-- Data for review follows --

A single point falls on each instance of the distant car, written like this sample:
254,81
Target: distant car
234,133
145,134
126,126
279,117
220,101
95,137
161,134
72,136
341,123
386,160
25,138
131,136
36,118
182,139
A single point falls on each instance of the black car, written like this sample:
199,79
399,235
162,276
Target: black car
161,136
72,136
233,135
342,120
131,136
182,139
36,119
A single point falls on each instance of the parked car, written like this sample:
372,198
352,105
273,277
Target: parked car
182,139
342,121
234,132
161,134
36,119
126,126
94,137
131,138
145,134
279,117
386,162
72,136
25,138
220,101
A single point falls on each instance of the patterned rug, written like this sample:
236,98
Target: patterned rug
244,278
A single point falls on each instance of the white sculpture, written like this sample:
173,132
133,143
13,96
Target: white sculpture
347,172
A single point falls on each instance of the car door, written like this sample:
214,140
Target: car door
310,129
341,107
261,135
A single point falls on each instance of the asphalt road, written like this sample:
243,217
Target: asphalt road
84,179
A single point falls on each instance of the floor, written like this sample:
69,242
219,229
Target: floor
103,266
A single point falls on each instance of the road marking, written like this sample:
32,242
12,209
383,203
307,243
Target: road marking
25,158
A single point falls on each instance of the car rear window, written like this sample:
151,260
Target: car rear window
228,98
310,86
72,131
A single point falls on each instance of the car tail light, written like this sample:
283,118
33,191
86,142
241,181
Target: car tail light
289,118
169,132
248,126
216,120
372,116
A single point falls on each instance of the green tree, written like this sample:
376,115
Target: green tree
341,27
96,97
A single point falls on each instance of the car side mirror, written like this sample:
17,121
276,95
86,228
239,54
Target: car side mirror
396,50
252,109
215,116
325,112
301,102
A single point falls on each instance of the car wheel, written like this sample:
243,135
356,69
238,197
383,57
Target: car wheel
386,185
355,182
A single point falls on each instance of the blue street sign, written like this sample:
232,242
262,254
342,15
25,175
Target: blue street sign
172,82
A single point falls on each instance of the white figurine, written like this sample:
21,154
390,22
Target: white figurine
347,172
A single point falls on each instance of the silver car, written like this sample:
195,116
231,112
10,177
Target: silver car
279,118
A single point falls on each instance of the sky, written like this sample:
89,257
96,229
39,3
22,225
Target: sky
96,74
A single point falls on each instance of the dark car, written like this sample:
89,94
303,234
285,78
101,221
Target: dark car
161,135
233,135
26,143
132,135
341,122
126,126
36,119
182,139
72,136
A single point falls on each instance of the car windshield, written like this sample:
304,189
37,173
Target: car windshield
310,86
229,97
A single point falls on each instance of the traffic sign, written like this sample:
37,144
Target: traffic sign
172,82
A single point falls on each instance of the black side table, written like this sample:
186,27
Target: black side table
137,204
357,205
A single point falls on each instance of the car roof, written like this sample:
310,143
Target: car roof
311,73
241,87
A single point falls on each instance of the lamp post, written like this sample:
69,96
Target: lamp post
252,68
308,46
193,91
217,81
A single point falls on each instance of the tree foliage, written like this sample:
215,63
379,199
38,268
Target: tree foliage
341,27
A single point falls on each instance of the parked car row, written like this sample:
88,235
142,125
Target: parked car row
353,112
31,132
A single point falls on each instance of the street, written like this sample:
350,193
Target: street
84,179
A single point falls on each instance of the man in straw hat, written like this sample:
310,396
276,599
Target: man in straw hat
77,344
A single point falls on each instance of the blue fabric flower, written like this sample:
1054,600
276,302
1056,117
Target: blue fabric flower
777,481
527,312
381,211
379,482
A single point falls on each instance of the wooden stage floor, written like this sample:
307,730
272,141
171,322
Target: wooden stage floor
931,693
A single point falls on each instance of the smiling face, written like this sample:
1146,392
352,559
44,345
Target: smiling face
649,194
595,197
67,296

-- Data for review concluded --

| Exercise goal |
All of the records above are to be copied exactly.

| Response to this exercise |
A single point falls on each instance of the distant car, written like this sample:
254,81
Target: distant car
234,133
145,134
126,126
279,117
220,101
95,137
161,134
72,136
341,123
386,160
25,138
131,136
36,118
182,139
A single point falls on each instance of the black car, written like this sample:
199,79
399,235
162,276
Target: black car
161,136
72,136
233,135
342,120
131,136
182,139
36,119
A single point falls on each instance of the parked car, written like this sample:
372,198
352,105
273,277
Target: parked car
182,139
342,121
234,132
161,134
36,119
126,126
94,137
131,138
145,134
279,117
386,162
72,136
25,138
220,101
A single point falls on each instance of the patterned rug, written like this sample:
236,98
Target: patterned rug
244,278
A single point falls on each instance of the white sculpture, written like this sample:
173,132
133,143
13,96
Target: white sculpture
347,172
A single point falls on each instance of the car door, written like this sample:
214,140
Target: car door
310,129
341,107
261,135
A single point falls on each instance of the asphalt road, written like this sample:
243,217
Target: asphalt road
84,179
A single point falls on each instance of the floor, written like this sample:
69,242
219,229
Target: floor
103,266
A single point falls on each instance of the road marking, written like this sample:
32,242
12,209
383,203
307,243
Target: road marking
25,158
A single point falls on each instance of the car rear window, written like this sample:
151,260
Target: car rear window
228,98
310,86
72,131
A single point falls on each instance of the car tail light, written like this sample:
283,118
33,191
86,142
241,181
Target: car tail light
289,118
169,132
248,126
216,120
372,116
A single point falls on each instance of the green tree, written like this sample:
376,115
Target: green tree
341,27
96,97
A single point falls on each instance of the car side mirror, written like this sample:
17,121
276,95
86,228
239,54
Target: car side mirror
396,50
252,109
215,116
325,112
301,102
A single point falls on each instance of the car wheel, written like this sample:
243,135
356,69
238,197
383,57
Target: car wheel
386,185
355,182
A single point falls on each instance of the blue street sign, written like this sample:
232,242
262,254
342,15
25,175
Target: blue street sign
172,82
A single point falls on each instance of the white figurine, written like this sample:
21,154
390,22
Target: white figurine
347,172
A single point falls on each instance of the silver car, written like this sample:
195,116
231,112
10,177
Target: silver car
279,118
A single point falls on each instance of the sky, written like this sample:
89,257
96,229
39,3
22,225
Target: sky
96,74
A single point falls on each instance of the dark car, written like this sample:
89,94
303,234
285,78
101,221
Target: dark car
161,135
233,135
26,143
132,135
341,122
126,126
36,119
182,139
72,136
A single point falls on each instance of the car windshield, written like this sample:
304,189
37,173
Target: car windshield
310,86
229,97
A single point falls on each instance of the traffic sign, written like this sample:
37,144
Target: traffic sign
172,82
A single point falls on each instance of the black side table, written like this sample:
186,27
Target: black side table
137,204
357,205
A single point falls on each instance of the car roof, written like this sample:
310,143
Target: car roof
311,73
241,87
A single point falls on each instance of the lamp post, written like this sample:
69,96
Target: lamp post
252,68
308,46
193,91
217,81
A single point falls on each instance of the tree foliage, written like this sample:
215,63
379,199
38,268
Target: tree foliage
341,27
A single point falls on each instance of the parked car row, written like this sample:
88,235
142,125
Target: parked car row
353,112
31,132
A single point falls on each instance of the street, written like this sample:
350,193
Target: street
84,179
A single point falls on each instance of the man in straw hat, written like this sample:
310,396
276,599
Target: man in straw hat
77,344
A single point falls on each instance of the blue fabric flower, written like this sample:
1054,600
276,302
1056,117
Target: blue fabric flower
777,481
527,312
381,211
379,482
A single point falls on each instance of the wooden stage floor, written like this sample:
307,730
272,141
171,322
Target: wooden stage floor
931,693
A single point falls on each instance of the smiling face, written like this sample:
1146,392
352,559
44,345
Target: smiling face
649,194
595,197
67,296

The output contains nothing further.